:: EXERCISE BRIEF ::
Starting at the first line of the data below, write out each line exactly until you reach the line containing "In the photo below, where", and include that line too.

:: DATASET EXTRACT ::
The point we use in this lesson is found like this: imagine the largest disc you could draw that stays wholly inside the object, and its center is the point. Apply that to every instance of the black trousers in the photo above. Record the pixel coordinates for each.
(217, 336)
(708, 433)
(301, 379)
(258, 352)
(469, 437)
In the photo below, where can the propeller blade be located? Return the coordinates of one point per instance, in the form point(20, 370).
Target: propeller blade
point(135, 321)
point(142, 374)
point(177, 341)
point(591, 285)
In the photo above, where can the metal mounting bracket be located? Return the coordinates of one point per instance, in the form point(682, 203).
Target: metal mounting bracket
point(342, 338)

:: TASK SOLUTION ::
The point we use in this lesson is found like this: imagine the largest disc you could draw that stays wholly inside the object, and its center is the point. Apply that to every instance of the black trousers in the photo above. Record the pixel coordinates for each.
(217, 336)
(708, 433)
(301, 379)
(258, 352)
(469, 437)
In the photo below, where can the propeller blade be located? Return the coordinates of one point per instance, in the form point(20, 370).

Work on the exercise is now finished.